Source excerpt
+---+
Question

$\lim_{x \to 0} \frac{x-sinx}{x^3}$

Answer 1

1/6

Answer 2

We are asked to evaluate the limit $\lim_{x \to 0} \frac{x-\sin x}{x^3}$.

As $x \to 0$, the numerator $x - \sin x \to 0 - \sin 0 = 0$.
As $x \to 0$, the denominator $x^3 \to 0^3 = 0$.
The limit is of the indeterminate form $\frac{0}{0}$. We can use either L'Hôpital's Rule or Taylor series expansion.
+---+
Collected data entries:
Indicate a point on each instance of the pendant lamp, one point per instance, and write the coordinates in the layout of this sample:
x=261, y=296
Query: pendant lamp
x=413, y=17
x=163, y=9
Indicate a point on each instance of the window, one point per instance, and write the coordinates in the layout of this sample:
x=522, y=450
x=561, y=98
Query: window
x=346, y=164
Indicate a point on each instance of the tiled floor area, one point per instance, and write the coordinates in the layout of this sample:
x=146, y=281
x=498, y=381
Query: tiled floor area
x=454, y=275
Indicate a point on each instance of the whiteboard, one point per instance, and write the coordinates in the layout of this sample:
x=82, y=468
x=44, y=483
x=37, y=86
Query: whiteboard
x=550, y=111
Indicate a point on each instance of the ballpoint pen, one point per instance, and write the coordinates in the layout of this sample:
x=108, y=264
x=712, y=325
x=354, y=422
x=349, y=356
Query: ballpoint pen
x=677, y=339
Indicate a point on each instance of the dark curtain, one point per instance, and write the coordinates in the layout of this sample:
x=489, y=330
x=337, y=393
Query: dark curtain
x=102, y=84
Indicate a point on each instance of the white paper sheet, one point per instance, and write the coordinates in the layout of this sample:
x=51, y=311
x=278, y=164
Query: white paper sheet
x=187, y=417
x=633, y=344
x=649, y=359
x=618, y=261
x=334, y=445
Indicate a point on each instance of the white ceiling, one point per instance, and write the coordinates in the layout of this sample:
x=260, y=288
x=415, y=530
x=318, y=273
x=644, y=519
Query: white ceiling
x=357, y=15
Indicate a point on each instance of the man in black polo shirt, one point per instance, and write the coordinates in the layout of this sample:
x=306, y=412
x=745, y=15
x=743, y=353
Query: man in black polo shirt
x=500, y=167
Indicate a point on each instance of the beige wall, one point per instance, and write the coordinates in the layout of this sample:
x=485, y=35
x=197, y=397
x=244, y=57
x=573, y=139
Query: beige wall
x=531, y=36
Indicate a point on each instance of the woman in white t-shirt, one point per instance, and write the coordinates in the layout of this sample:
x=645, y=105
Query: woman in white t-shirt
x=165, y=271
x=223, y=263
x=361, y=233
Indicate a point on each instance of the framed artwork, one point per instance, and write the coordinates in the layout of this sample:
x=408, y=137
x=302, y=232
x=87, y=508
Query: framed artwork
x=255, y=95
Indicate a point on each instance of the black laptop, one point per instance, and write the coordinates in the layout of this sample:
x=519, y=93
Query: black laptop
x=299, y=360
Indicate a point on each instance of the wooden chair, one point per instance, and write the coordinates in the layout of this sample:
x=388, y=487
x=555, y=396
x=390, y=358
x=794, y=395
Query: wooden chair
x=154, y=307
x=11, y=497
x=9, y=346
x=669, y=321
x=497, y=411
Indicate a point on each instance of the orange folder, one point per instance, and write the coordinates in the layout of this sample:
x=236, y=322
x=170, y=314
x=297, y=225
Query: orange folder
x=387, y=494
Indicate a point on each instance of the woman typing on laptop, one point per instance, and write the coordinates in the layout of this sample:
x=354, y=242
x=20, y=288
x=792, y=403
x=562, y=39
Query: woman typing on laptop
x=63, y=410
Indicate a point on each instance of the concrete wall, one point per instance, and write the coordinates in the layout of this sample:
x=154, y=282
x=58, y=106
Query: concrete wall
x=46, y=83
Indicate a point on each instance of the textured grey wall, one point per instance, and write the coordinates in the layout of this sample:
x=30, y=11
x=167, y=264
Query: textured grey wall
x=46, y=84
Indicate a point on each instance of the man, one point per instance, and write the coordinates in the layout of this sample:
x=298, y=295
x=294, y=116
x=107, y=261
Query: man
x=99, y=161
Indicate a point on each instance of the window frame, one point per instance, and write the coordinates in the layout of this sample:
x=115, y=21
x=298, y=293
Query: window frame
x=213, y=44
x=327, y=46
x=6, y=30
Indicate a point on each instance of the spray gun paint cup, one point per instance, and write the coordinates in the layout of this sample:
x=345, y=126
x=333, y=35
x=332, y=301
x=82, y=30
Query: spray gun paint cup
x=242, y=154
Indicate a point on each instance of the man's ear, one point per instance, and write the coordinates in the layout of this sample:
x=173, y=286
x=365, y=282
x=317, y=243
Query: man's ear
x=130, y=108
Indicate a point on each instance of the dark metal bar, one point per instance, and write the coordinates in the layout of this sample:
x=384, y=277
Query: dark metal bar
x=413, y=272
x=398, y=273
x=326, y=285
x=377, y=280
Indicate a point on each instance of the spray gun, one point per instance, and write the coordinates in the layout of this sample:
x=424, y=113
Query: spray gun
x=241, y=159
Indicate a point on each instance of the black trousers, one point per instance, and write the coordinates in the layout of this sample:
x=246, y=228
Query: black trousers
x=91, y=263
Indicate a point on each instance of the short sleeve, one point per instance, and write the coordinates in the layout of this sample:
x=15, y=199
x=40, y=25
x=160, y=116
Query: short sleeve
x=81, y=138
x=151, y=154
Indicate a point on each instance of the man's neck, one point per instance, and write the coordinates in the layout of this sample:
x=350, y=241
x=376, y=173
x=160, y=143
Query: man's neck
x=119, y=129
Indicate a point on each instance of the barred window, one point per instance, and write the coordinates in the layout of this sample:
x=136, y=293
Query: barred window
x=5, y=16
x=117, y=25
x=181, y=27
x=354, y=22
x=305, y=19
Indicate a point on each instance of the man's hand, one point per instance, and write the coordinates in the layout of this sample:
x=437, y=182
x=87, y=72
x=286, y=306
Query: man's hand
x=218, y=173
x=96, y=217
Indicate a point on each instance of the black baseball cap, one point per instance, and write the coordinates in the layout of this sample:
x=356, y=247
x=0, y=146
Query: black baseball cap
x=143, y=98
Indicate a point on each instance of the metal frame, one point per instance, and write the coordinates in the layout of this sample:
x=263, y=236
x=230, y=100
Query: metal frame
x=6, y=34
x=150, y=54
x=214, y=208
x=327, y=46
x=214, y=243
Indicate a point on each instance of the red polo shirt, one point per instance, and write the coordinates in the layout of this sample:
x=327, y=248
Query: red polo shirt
+---+
What is expected
Transcribe the part of the limit discussion from "We are asked" to "denominator $x^3 \to 0^3 = 0$.". Please rely only on the limit discussion, not on the lines.

Answer to the problem
We are asked to evaluate the limit $\lim_{x \to 0} \frac{x-\sin x}{x^3}$.

As $x \to 0$, the numerator $x - \sin x \to 0 - \sin 0 = 0$.
As $x \to 0$, the denominator $x^3 \to 0^3 = 0$.